Excerpt from a dataset:
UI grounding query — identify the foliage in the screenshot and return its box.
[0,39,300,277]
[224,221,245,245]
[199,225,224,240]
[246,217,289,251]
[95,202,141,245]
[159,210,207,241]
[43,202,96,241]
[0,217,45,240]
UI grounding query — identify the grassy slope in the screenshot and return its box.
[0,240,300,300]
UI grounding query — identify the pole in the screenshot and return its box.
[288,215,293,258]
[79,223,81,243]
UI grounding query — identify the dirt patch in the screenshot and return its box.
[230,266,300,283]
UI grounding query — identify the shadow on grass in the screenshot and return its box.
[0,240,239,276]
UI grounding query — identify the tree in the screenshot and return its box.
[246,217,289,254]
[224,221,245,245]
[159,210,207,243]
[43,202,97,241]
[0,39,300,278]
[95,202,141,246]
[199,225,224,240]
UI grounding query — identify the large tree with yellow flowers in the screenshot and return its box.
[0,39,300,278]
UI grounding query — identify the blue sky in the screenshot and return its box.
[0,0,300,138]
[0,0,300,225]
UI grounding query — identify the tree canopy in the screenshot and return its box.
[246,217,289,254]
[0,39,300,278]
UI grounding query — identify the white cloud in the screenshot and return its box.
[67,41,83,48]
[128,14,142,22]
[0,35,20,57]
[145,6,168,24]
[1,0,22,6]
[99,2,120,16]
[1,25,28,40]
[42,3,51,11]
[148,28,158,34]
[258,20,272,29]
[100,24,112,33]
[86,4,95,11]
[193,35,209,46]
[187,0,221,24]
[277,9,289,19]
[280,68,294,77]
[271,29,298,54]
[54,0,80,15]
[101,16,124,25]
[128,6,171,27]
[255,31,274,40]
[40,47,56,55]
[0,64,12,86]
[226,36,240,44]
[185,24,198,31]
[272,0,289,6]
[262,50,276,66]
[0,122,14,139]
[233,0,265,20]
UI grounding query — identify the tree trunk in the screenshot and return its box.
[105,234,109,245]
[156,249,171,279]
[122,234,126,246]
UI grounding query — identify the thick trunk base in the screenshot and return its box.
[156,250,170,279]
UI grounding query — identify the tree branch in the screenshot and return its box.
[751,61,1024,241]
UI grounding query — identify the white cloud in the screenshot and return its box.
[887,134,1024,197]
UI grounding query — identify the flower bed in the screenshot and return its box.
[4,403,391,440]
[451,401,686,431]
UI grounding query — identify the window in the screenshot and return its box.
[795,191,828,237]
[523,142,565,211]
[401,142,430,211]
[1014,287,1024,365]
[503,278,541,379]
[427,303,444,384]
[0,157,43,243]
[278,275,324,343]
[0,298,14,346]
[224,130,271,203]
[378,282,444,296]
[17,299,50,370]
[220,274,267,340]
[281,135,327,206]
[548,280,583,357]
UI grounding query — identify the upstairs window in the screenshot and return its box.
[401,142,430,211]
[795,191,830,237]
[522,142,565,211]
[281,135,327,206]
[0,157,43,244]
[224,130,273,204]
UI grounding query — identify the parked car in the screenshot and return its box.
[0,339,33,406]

TASK REQUIREMENTS
Could you output the lines of the records above verbatim, starting at the line that contains "UI grounding query — identify the parked" and ending at the last line of the records?

PROBLEM SOLUTION
UI grounding query — identify the parked car in the screenshot and return its box.
[0,339,33,406]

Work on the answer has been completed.